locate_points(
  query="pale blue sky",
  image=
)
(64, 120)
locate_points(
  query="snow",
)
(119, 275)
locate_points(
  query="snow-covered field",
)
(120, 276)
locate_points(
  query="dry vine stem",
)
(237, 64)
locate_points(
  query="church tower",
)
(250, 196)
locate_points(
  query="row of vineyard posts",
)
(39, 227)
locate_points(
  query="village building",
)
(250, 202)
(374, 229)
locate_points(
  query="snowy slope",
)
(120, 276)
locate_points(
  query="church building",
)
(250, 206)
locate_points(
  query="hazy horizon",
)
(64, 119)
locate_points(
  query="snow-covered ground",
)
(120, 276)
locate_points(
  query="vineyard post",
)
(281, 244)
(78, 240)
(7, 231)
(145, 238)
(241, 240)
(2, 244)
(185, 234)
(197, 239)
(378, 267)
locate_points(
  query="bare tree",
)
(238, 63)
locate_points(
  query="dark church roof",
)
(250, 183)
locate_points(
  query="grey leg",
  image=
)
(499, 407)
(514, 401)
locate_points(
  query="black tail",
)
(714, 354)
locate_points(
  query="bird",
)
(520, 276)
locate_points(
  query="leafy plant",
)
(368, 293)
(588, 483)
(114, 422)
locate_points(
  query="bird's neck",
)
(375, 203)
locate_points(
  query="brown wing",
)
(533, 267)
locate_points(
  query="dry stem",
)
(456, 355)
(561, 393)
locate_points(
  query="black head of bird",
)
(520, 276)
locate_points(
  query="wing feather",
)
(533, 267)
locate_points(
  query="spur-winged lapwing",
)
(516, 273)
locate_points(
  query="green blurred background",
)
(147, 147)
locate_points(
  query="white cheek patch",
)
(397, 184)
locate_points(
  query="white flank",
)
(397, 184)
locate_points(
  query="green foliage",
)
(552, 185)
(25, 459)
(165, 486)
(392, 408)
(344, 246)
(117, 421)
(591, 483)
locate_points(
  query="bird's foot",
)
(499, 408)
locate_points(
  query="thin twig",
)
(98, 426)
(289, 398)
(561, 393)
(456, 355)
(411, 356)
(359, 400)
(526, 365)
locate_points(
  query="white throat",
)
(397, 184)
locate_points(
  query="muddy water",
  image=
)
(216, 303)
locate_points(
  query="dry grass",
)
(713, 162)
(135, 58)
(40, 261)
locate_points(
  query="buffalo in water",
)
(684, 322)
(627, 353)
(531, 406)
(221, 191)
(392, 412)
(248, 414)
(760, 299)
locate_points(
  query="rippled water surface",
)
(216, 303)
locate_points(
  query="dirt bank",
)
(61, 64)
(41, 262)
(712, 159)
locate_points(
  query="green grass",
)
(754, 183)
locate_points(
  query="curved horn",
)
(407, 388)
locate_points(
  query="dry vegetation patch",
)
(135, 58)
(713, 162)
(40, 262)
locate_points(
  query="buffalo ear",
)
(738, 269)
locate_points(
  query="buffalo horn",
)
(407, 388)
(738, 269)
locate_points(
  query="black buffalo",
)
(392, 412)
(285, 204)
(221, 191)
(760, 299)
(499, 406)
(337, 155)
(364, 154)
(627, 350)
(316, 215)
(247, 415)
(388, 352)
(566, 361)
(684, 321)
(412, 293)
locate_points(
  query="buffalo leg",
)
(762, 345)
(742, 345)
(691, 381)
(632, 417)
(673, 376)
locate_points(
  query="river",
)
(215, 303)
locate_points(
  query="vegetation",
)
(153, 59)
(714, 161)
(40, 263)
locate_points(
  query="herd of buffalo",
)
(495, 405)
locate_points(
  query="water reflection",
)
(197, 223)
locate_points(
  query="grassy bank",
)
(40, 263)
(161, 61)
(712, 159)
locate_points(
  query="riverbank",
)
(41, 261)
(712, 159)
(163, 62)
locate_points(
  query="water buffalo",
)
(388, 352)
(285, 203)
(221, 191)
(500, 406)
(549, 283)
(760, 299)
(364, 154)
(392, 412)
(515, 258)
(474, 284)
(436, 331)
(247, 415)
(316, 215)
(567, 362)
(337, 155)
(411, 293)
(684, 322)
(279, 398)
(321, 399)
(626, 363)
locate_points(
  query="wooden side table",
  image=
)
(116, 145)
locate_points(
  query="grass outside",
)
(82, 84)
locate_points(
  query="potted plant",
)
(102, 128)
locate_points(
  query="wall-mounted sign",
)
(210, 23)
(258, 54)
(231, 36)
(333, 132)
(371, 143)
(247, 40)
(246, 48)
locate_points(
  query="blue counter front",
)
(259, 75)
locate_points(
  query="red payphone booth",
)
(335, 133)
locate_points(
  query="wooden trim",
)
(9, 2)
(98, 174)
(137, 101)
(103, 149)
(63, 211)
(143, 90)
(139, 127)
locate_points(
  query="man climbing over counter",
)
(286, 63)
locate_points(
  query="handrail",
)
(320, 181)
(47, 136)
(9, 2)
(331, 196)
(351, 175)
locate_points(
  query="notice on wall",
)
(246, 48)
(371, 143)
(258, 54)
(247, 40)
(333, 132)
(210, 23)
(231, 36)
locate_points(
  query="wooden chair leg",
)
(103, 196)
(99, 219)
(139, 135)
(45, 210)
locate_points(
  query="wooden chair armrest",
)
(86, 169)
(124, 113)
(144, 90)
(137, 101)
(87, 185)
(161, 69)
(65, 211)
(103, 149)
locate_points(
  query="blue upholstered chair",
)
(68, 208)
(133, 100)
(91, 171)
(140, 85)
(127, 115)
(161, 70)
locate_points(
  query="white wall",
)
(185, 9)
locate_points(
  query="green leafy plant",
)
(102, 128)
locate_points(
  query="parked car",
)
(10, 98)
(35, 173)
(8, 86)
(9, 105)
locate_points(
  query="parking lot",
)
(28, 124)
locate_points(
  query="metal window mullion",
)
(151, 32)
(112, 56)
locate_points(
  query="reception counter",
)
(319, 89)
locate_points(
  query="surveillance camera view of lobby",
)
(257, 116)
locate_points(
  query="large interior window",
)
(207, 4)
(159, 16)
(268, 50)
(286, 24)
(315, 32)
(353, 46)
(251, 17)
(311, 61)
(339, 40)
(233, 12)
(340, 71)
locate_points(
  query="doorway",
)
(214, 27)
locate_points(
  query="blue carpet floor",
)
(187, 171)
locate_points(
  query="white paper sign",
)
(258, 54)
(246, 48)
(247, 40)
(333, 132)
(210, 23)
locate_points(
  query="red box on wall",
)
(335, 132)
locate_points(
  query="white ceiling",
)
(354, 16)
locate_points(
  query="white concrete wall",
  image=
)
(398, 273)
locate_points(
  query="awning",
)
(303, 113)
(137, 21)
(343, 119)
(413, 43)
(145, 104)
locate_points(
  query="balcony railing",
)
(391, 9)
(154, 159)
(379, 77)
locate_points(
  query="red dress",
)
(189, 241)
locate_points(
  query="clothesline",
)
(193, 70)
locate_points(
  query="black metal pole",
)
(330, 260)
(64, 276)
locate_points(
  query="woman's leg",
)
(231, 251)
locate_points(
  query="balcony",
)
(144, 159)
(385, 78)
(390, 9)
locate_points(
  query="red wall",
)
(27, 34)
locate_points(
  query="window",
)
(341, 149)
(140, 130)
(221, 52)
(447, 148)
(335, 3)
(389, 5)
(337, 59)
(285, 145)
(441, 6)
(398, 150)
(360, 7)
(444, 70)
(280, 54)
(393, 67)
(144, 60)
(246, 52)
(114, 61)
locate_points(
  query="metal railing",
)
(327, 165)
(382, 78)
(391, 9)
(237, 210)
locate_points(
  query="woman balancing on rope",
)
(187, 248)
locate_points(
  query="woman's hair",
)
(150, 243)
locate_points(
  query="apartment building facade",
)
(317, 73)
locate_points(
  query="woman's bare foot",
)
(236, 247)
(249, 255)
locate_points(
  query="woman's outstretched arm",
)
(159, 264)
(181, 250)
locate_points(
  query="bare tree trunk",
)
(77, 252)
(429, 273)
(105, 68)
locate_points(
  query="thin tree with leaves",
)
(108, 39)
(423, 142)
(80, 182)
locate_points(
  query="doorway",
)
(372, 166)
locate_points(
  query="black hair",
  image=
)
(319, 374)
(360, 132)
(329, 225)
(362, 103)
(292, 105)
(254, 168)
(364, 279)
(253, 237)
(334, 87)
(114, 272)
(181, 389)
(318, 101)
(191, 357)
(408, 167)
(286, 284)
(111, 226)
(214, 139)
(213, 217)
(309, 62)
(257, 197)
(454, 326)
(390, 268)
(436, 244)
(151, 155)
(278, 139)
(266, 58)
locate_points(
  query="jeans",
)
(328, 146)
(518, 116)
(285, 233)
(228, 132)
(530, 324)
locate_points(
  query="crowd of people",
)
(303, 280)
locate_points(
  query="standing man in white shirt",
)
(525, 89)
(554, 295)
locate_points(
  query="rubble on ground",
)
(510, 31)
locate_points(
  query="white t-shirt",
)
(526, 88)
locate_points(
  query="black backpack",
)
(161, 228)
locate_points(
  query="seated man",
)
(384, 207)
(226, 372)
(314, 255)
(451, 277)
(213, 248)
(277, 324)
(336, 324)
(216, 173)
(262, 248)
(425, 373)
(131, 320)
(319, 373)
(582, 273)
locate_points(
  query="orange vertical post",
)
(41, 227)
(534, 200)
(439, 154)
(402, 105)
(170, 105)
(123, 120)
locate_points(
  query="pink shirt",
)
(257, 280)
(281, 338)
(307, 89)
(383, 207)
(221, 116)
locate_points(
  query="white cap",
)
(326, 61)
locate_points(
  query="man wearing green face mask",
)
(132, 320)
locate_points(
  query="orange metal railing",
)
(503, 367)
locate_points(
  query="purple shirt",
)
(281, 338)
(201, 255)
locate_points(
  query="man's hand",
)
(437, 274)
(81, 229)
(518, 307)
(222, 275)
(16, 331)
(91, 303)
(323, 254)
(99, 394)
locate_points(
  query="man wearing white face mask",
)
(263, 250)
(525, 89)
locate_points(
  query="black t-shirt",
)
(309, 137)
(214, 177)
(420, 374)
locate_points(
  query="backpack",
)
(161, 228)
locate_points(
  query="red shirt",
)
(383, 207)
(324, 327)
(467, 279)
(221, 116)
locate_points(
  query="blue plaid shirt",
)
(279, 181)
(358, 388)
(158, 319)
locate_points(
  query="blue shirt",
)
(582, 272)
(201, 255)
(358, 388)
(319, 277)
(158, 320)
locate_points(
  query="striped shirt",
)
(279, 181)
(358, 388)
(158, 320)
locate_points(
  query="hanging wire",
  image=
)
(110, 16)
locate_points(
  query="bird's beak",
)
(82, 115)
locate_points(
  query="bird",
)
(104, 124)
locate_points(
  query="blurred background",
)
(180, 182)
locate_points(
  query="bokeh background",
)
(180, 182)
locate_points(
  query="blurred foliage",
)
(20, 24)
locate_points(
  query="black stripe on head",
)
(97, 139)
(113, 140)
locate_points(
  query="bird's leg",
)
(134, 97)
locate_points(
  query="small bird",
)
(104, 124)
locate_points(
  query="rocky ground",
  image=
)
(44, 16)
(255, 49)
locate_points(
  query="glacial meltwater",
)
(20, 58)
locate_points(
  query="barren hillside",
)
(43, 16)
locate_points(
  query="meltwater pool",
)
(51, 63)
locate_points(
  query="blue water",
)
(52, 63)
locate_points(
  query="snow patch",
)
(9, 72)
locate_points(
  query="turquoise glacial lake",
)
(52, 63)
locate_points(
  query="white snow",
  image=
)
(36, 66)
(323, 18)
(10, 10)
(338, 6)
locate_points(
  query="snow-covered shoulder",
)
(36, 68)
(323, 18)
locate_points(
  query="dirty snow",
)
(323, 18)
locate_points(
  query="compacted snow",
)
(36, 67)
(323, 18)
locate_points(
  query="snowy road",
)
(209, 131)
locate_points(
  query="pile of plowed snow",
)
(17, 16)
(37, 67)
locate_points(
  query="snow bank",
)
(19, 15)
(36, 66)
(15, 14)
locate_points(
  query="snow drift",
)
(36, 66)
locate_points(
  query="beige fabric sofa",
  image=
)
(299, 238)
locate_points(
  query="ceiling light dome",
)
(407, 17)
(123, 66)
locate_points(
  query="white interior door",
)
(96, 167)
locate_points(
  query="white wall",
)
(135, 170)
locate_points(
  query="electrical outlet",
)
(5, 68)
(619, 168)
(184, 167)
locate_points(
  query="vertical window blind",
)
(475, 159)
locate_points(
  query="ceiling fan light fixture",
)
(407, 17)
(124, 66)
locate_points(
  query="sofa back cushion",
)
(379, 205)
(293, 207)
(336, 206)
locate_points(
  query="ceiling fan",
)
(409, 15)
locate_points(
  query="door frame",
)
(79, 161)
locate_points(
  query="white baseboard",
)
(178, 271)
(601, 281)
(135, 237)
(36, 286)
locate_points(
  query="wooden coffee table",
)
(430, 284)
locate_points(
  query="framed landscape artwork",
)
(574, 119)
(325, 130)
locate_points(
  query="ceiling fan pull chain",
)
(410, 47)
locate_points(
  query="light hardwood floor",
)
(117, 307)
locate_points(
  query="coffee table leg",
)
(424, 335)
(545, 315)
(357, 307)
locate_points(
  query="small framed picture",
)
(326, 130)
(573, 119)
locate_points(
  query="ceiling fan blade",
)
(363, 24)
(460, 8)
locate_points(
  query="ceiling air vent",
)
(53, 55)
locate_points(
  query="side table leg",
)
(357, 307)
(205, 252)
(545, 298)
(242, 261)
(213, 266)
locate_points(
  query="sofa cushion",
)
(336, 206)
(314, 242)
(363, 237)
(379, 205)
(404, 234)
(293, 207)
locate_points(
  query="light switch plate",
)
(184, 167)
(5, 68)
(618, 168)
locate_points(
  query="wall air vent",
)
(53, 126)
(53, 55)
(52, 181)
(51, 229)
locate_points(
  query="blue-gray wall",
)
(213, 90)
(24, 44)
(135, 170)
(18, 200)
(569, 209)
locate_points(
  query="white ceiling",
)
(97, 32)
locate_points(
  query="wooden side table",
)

----------------------------------------

- YOUR TASK -
Answer with a number alone. It should equal the count of lines in the entries that hold "building".

- RESULT FOR THIS TASK -
3